» Instruction: Every record below should be printed exactly as given.

start

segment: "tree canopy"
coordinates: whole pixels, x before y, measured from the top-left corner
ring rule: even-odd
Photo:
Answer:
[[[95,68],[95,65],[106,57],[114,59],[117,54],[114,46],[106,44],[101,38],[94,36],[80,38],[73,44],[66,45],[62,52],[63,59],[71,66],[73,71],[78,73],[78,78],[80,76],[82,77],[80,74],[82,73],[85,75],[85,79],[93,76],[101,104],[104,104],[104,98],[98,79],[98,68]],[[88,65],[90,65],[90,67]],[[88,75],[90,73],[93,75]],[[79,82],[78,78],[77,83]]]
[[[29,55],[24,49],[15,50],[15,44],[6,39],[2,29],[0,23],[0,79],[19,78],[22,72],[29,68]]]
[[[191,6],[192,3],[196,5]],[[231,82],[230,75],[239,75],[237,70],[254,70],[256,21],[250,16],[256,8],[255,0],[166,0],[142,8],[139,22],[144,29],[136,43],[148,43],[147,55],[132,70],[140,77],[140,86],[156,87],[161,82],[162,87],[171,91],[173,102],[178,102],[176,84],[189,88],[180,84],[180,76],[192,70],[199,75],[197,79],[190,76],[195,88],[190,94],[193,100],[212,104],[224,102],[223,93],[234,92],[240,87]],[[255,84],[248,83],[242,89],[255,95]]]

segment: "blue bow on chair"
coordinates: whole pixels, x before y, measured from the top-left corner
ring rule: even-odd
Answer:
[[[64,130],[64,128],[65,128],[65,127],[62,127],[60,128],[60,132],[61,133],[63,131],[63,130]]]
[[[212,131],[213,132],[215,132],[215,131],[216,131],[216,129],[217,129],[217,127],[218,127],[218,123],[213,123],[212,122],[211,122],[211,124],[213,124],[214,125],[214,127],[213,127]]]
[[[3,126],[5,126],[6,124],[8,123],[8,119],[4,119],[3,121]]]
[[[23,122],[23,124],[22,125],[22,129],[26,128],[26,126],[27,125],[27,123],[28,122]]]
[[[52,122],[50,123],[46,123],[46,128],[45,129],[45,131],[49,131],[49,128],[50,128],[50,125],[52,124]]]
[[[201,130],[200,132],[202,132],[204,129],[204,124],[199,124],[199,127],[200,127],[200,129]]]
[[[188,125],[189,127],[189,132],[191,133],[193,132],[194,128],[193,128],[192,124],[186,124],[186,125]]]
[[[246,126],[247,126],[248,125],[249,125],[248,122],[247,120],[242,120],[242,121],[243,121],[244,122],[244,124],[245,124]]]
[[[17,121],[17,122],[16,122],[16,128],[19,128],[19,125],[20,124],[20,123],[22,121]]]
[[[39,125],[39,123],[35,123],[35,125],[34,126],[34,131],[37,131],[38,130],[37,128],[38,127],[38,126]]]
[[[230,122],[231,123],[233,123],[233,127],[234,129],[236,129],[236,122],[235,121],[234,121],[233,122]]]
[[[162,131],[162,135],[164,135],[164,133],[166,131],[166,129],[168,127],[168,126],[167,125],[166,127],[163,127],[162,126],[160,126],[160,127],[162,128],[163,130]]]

end

» Answer to the task:
segment: "tree canopy"
coordinates: whole pixels, x before y, measured from the top-left corner
ring rule: even-odd
Photo:
Answer:
[[[95,68],[95,65],[106,57],[114,59],[117,54],[114,46],[106,44],[101,38],[94,36],[80,38],[73,44],[66,45],[62,52],[63,59],[71,66],[73,71],[78,73],[78,78],[80,76],[82,77],[80,74],[82,73],[85,75],[85,79],[93,76],[101,104],[104,104],[104,98],[98,79],[98,68]],[[88,65],[90,65],[90,67]],[[88,75],[90,73],[93,75]],[[79,82],[78,78],[77,83]]]
[[[29,55],[24,49],[15,50],[15,44],[6,39],[2,29],[0,23],[0,79],[19,78],[22,72],[29,68]]]
[[[191,6],[192,3],[196,5]],[[231,82],[230,75],[239,75],[237,70],[254,70],[256,21],[250,16],[256,8],[255,0],[166,0],[142,8],[139,22],[144,29],[136,43],[148,43],[147,55],[132,70],[140,77],[140,86],[156,87],[161,82],[162,87],[171,91],[173,102],[178,102],[176,84],[189,88],[180,84],[180,76],[192,70],[199,75],[197,79],[190,76],[195,88],[190,94],[193,100],[212,104],[224,102],[223,93],[234,92],[240,87]],[[255,84],[248,83],[242,89],[255,95]]]

segment: "blue bow on chair"
coordinates: whole pixels, x before y, measured from the top-left corner
ring rule: even-odd
Answer:
[[[64,130],[64,128],[65,128],[65,127],[62,127],[60,128],[60,132],[61,133],[63,131],[63,130]]]
[[[212,131],[213,132],[215,132],[215,131],[216,131],[216,129],[217,129],[217,127],[218,127],[218,123],[213,123],[212,122],[211,122],[211,124],[213,124],[214,125],[214,127],[213,127]]]
[[[3,126],[5,126],[6,124],[8,123],[8,119],[4,119],[3,121]]]
[[[23,122],[23,124],[22,125],[22,129],[26,128],[26,126],[27,125],[27,123],[28,122]]]
[[[52,122],[50,123],[46,123],[46,128],[45,129],[45,131],[49,131],[49,128],[50,128],[50,125],[52,124]]]
[[[201,130],[200,132],[202,132],[204,129],[204,124],[199,124],[199,127],[200,127],[200,129]]]
[[[188,125],[189,127],[189,132],[191,133],[193,132],[194,128],[193,128],[192,124],[186,124],[186,125]]]
[[[246,126],[247,126],[248,125],[249,125],[248,122],[247,120],[242,120],[242,121],[243,121],[244,122],[244,124],[245,124]]]
[[[17,121],[17,122],[16,122],[16,128],[19,128],[19,125],[20,124],[20,123],[22,121]]]
[[[39,125],[39,123],[35,123],[35,125],[34,126],[34,131],[37,131],[38,130],[37,128],[38,127],[38,126]]]
[[[230,122],[231,123],[233,123],[233,127],[234,129],[236,129],[236,122],[235,121],[234,121],[233,122]]]
[[[162,131],[162,135],[164,135],[164,133],[166,131],[166,129],[168,127],[168,126],[167,125],[166,127],[163,127],[162,126],[160,126],[160,127],[162,128],[163,130]]]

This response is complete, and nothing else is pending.